Requirement:
Could the entries below be transcribed word for word, with the pictures omitted?

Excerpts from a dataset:
____
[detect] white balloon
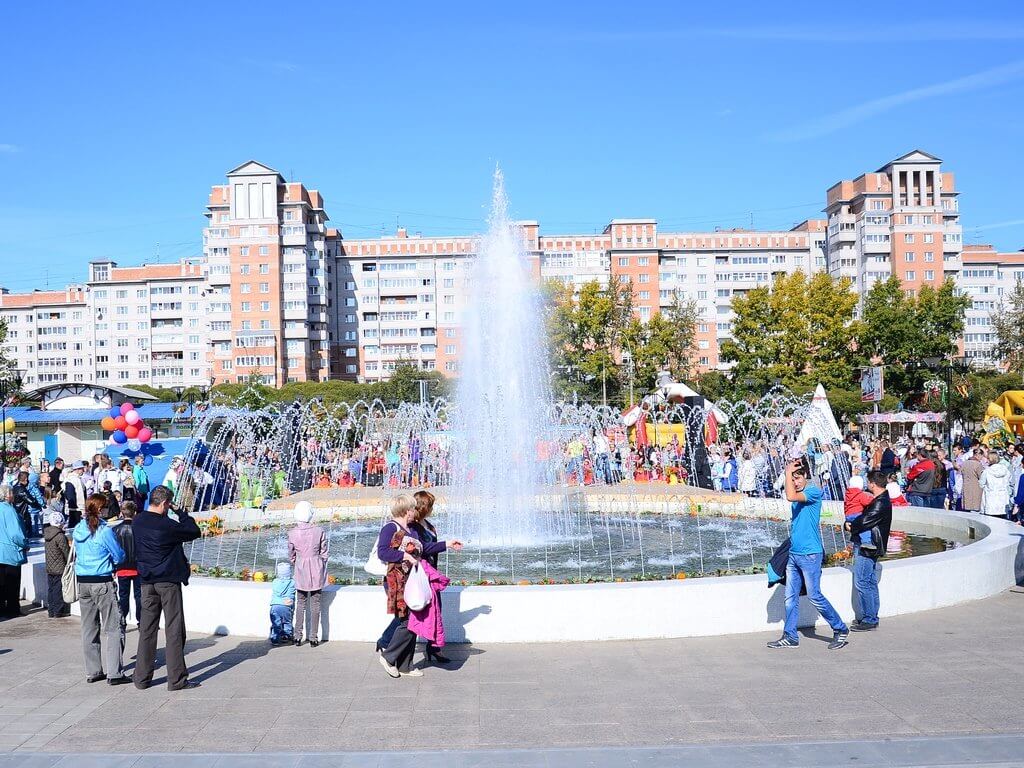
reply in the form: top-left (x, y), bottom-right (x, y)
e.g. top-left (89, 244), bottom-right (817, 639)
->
top-left (127, 438), bottom-right (142, 451)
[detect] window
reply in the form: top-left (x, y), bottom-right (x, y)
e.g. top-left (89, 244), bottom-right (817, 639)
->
top-left (240, 283), bottom-right (251, 294)
top-left (260, 264), bottom-right (270, 274)
top-left (924, 270), bottom-right (935, 281)
top-left (697, 291), bottom-right (708, 300)
top-left (638, 306), bottom-right (651, 319)
top-left (259, 246), bottom-right (269, 256)
top-left (924, 252), bottom-right (934, 262)
top-left (115, 290), bottom-right (127, 299)
top-left (239, 265), bottom-right (250, 275)
top-left (638, 291), bottom-right (650, 300)
top-left (346, 364), bottom-right (357, 374)
top-left (445, 345), bottom-right (456, 354)
top-left (259, 320), bottom-right (270, 330)
top-left (904, 234), bottom-right (914, 243)
top-left (260, 302), bottom-right (270, 312)
top-left (638, 274), bottom-right (650, 284)
top-left (241, 302), bottom-right (251, 312)
top-left (259, 283), bottom-right (269, 293)
top-left (637, 257), bottom-right (649, 266)
top-left (905, 271), bottom-right (916, 281)
top-left (344, 314), bottom-right (356, 323)
top-left (871, 200), bottom-right (885, 210)
top-left (345, 298), bottom-right (356, 307)
top-left (924, 233), bottom-right (934, 243)
top-left (445, 328), bottom-right (456, 338)
top-left (241, 246), bottom-right (249, 256)
top-left (905, 253), bottom-right (915, 262)
top-left (618, 257), bottom-right (629, 267)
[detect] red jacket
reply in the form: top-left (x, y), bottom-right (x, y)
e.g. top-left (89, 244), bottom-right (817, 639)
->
top-left (843, 488), bottom-right (875, 520)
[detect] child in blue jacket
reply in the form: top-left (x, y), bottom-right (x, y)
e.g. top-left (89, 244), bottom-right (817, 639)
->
top-left (269, 561), bottom-right (295, 645)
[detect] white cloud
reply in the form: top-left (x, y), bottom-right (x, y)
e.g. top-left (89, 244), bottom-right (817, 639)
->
____
Response to this exercise:
[detect] white balloon
reply in the form: top-left (x, y), bottom-right (x, y)
e.g. top-left (89, 244), bottom-right (817, 639)
->
top-left (127, 438), bottom-right (142, 451)
[detect] window
reply in the form: top-left (x, y), bottom-right (x, y)
e.g. top-left (89, 244), bottom-right (817, 639)
->
top-left (240, 283), bottom-right (251, 294)
top-left (260, 264), bottom-right (270, 274)
top-left (924, 270), bottom-right (935, 281)
top-left (697, 291), bottom-right (708, 300)
top-left (638, 306), bottom-right (651, 319)
top-left (259, 246), bottom-right (269, 256)
top-left (924, 252), bottom-right (934, 262)
top-left (115, 290), bottom-right (127, 299)
top-left (239, 265), bottom-right (250, 275)
top-left (638, 291), bottom-right (650, 300)
top-left (346, 364), bottom-right (357, 374)
top-left (445, 345), bottom-right (456, 354)
top-left (259, 320), bottom-right (270, 330)
top-left (904, 234), bottom-right (914, 243)
top-left (260, 302), bottom-right (270, 312)
top-left (638, 274), bottom-right (650, 284)
top-left (241, 302), bottom-right (251, 312)
top-left (259, 283), bottom-right (269, 293)
top-left (637, 257), bottom-right (649, 266)
top-left (905, 271), bottom-right (916, 281)
top-left (344, 314), bottom-right (356, 323)
top-left (871, 200), bottom-right (885, 210)
top-left (345, 298), bottom-right (356, 307)
top-left (924, 233), bottom-right (934, 243)
top-left (445, 328), bottom-right (456, 338)
top-left (241, 246), bottom-right (249, 256)
top-left (905, 253), bottom-right (915, 262)
top-left (618, 257), bottom-right (629, 267)
[detect] red jacket
reply in the form: top-left (x, y), bottom-right (x, y)
e.g. top-left (89, 244), bottom-right (817, 639)
->
top-left (843, 488), bottom-right (875, 520)
[detect] child in blue jacket
reply in the form: top-left (x, y), bottom-right (x, y)
e.g. top-left (89, 244), bottom-right (817, 639)
->
top-left (269, 561), bottom-right (295, 645)
[detect] white cloud
reply in the form: top-left (x, y), bottom-right (x, y)
e.g. top-left (89, 244), bottom-right (817, 639)
->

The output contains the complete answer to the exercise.